What to work on:
Count the lines in the excerpts below that contain the string "logo", treating uppercase and lowercase letters as different. Give only the number.

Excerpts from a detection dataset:
◇ ◇ ◇ ◇ ◇
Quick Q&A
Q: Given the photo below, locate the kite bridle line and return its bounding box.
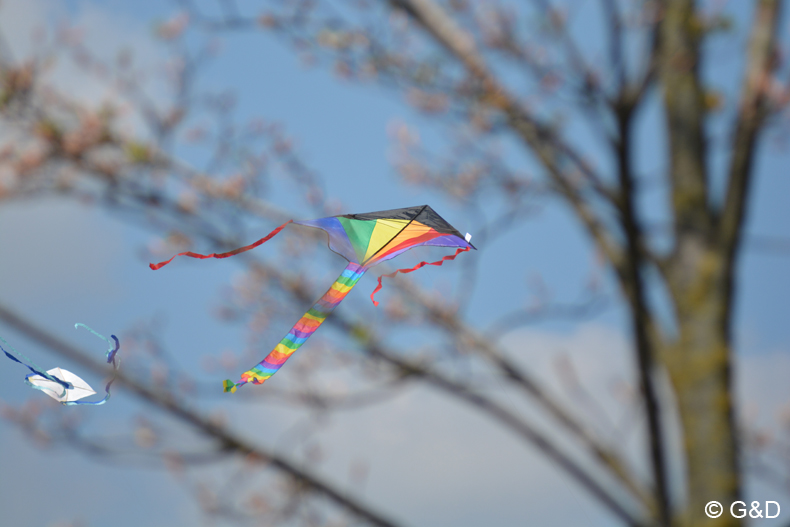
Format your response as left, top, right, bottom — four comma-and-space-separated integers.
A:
60, 322, 121, 406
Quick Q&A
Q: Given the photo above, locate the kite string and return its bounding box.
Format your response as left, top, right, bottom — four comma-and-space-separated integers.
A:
148, 220, 293, 271
370, 247, 469, 306
61, 322, 121, 406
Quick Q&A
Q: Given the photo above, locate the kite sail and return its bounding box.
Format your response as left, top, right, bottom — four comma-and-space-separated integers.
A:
150, 205, 476, 392
0, 323, 121, 406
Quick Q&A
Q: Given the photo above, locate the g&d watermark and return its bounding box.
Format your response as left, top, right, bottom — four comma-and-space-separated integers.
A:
705, 501, 782, 519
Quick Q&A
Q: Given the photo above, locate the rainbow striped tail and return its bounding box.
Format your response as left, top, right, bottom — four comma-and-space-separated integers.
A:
222, 263, 366, 393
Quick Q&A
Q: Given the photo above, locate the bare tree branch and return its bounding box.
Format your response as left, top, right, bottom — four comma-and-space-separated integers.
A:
0, 305, 406, 527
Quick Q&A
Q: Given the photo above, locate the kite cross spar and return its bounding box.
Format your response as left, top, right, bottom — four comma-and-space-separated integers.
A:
150, 205, 476, 392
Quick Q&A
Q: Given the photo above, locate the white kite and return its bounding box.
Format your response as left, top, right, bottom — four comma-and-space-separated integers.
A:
0, 323, 121, 406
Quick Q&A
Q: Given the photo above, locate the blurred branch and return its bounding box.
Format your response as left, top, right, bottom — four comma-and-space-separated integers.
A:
719, 0, 783, 262
0, 305, 406, 527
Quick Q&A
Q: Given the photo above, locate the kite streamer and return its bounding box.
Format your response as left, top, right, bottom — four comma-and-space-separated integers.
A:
0, 323, 121, 406
370, 247, 469, 306
148, 220, 293, 271
223, 263, 365, 392
149, 205, 475, 392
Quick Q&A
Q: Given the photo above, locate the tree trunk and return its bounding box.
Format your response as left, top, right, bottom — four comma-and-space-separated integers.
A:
666, 250, 741, 527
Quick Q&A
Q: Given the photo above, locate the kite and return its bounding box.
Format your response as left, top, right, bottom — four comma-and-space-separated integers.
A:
0, 323, 121, 406
149, 205, 476, 392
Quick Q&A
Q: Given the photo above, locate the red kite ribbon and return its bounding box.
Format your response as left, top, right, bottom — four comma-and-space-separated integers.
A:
148, 220, 293, 271
370, 247, 469, 306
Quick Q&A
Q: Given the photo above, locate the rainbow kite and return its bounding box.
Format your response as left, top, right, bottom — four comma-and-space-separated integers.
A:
150, 205, 475, 392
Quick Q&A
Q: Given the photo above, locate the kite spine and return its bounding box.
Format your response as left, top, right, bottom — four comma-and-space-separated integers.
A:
223, 263, 366, 392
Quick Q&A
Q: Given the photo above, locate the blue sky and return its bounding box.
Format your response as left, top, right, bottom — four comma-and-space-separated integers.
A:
0, 0, 790, 527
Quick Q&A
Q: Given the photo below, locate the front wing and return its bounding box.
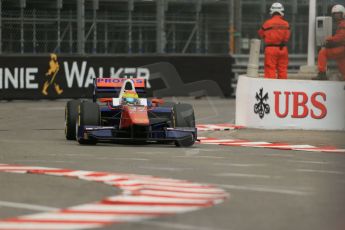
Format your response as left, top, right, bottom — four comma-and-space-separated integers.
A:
77, 126, 197, 142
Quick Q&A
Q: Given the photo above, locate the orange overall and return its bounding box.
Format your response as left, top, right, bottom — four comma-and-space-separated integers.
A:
318, 19, 345, 80
258, 15, 290, 79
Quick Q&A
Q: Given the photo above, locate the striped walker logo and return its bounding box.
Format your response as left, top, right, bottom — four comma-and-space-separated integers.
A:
254, 88, 270, 119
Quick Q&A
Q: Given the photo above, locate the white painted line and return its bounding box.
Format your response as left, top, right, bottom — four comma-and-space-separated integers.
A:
140, 189, 224, 199
264, 153, 295, 158
287, 160, 331, 165
0, 222, 99, 230
106, 196, 209, 205
68, 204, 199, 214
175, 155, 225, 159
213, 173, 281, 179
21, 212, 152, 222
296, 169, 345, 175
0, 201, 58, 211
213, 163, 267, 167
218, 184, 312, 196
0, 164, 228, 230
140, 167, 193, 172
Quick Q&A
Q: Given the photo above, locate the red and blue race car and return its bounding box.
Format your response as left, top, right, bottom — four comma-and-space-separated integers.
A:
65, 78, 197, 147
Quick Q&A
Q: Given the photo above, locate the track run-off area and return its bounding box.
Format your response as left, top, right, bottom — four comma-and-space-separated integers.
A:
0, 98, 345, 230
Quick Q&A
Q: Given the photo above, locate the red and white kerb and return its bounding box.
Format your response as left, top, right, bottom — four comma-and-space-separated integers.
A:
0, 164, 228, 230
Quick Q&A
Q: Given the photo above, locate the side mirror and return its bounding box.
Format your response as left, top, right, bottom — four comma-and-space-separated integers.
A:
151, 98, 164, 105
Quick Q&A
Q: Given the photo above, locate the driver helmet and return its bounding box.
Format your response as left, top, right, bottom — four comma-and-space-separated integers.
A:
122, 90, 139, 104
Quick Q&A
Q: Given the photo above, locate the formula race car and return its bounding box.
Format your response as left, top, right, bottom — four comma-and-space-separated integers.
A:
65, 78, 197, 147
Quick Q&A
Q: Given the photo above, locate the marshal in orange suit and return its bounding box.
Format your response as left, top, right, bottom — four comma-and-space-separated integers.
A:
258, 2, 290, 79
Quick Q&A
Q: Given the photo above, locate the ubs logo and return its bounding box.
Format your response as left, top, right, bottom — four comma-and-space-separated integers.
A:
254, 88, 270, 119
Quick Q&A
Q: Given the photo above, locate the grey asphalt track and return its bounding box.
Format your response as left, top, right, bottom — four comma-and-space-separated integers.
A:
0, 98, 345, 230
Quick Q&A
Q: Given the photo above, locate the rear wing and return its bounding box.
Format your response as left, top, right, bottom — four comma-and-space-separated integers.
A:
96, 78, 146, 89
93, 78, 146, 101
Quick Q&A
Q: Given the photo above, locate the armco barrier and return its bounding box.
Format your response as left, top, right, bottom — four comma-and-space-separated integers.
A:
236, 75, 345, 130
0, 55, 233, 100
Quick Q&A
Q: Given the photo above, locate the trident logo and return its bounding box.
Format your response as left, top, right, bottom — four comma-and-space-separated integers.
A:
254, 88, 270, 119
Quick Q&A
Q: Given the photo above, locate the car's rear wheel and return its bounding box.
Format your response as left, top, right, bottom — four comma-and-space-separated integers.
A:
65, 100, 81, 140
173, 104, 195, 147
76, 101, 100, 145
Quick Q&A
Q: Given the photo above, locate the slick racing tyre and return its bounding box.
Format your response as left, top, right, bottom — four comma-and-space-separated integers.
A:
173, 104, 195, 147
75, 101, 100, 145
65, 100, 81, 140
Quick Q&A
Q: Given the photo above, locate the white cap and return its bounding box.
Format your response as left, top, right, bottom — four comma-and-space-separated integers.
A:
270, 2, 284, 16
332, 4, 345, 17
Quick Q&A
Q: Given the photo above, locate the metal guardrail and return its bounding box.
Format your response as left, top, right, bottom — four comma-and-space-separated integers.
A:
231, 54, 307, 97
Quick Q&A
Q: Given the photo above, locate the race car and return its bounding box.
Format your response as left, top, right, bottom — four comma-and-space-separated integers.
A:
65, 78, 197, 147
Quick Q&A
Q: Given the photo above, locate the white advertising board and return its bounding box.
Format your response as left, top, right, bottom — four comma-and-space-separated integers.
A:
236, 76, 345, 130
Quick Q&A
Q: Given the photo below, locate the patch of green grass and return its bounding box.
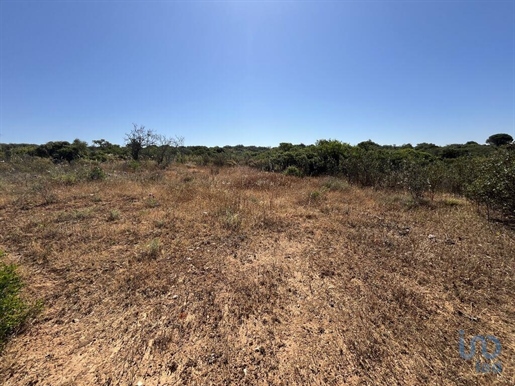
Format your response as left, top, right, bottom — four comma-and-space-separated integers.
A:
0, 251, 41, 348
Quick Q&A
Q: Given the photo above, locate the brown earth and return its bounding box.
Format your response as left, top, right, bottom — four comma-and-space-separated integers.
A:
0, 166, 515, 386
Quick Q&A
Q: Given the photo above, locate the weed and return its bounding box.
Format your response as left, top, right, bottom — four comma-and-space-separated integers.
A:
147, 238, 162, 259
145, 196, 159, 208
220, 208, 241, 230
107, 209, 120, 221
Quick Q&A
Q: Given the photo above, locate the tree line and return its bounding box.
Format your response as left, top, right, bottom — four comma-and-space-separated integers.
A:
0, 130, 515, 217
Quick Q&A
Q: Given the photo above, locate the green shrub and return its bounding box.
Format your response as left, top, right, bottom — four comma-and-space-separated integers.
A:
465, 151, 515, 217
88, 166, 106, 180
284, 166, 302, 177
322, 177, 350, 192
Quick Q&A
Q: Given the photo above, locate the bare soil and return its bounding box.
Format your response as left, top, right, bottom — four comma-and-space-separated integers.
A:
0, 166, 515, 386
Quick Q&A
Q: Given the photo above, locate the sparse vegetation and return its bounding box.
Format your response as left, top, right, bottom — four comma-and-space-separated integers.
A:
0, 146, 515, 385
0, 255, 39, 353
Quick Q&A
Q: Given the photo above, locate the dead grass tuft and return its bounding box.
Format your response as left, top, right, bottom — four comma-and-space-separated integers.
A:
0, 163, 515, 385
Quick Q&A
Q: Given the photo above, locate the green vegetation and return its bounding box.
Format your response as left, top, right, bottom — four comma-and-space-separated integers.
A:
0, 130, 515, 217
0, 255, 39, 348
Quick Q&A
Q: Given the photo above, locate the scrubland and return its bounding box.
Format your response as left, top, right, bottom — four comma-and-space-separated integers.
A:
0, 163, 515, 386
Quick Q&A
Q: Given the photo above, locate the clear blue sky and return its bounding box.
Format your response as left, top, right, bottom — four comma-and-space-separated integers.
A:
0, 0, 515, 146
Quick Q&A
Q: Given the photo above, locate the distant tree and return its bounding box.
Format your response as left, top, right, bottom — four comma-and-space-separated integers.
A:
486, 133, 513, 146
357, 139, 381, 151
155, 134, 184, 166
125, 123, 156, 161
93, 139, 113, 149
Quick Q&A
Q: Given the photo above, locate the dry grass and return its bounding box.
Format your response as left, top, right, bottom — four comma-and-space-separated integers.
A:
0, 165, 515, 385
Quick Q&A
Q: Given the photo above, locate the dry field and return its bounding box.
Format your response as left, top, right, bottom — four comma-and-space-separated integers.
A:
0, 161, 515, 386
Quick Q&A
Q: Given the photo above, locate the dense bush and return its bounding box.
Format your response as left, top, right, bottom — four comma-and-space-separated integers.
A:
465, 150, 515, 217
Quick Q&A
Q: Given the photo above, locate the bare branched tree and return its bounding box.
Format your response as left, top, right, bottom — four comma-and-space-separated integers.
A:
125, 123, 156, 161
155, 134, 184, 166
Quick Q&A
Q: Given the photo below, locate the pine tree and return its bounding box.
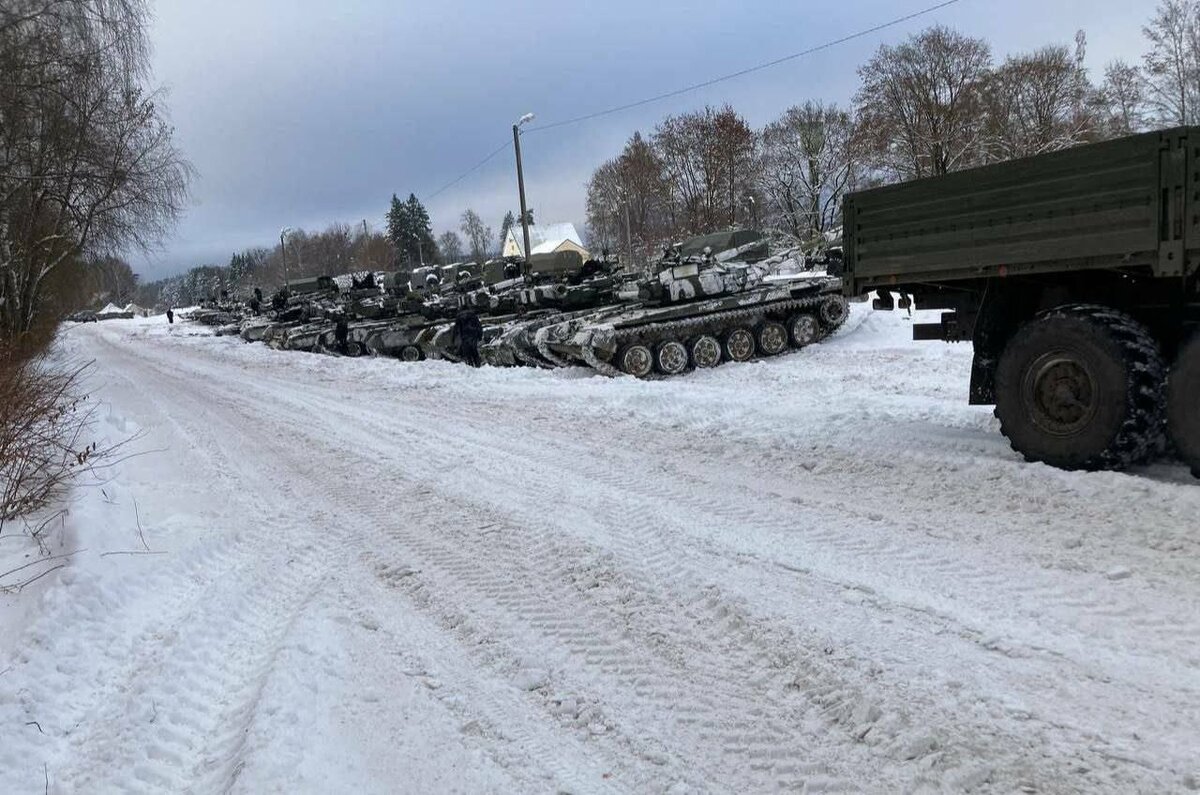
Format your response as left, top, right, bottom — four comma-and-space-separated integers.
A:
500, 210, 517, 251
388, 193, 416, 259
406, 193, 440, 262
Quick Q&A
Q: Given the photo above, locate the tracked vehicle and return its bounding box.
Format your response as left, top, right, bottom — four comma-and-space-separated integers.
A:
536, 231, 848, 378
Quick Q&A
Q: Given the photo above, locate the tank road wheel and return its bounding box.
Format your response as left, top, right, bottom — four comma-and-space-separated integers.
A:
654, 340, 688, 376
817, 295, 850, 334
996, 305, 1165, 470
787, 312, 821, 348
616, 342, 654, 378
721, 328, 754, 361
688, 334, 721, 370
1166, 334, 1200, 478
755, 321, 787, 357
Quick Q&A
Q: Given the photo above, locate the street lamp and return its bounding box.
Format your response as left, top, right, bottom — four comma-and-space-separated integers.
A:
746, 193, 758, 229
512, 113, 533, 263
280, 226, 293, 292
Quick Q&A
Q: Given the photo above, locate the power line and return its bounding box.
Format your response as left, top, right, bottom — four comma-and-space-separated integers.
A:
425, 138, 509, 202
426, 0, 961, 201
529, 0, 961, 132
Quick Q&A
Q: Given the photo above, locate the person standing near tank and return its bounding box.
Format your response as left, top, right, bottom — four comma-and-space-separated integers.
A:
454, 309, 484, 367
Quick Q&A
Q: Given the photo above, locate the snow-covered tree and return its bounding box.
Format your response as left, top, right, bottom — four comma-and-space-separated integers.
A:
854, 26, 991, 179
984, 46, 1097, 161
1141, 0, 1200, 125
458, 208, 493, 262
438, 229, 462, 263
761, 102, 859, 240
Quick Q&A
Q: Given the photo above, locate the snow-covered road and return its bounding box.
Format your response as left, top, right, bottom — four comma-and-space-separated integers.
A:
0, 305, 1200, 793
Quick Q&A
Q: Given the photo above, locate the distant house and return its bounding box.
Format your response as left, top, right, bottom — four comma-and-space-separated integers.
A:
500, 221, 592, 259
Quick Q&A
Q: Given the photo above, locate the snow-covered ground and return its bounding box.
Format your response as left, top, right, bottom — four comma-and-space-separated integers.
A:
0, 305, 1200, 793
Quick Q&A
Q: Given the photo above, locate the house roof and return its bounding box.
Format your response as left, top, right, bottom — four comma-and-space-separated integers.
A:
509, 221, 583, 253
529, 238, 583, 255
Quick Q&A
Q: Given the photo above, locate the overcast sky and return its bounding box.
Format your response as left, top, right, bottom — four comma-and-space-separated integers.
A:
134, 0, 1152, 279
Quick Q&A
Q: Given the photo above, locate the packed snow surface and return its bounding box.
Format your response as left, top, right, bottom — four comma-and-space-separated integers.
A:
0, 305, 1200, 793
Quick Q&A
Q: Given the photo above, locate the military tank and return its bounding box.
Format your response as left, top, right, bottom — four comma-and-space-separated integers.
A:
536, 231, 848, 378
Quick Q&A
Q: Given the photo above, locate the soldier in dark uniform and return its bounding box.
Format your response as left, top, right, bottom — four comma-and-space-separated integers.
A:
454, 309, 484, 367
334, 315, 350, 354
◇ ◇ ◇ ◇ ◇
Exercise result:
3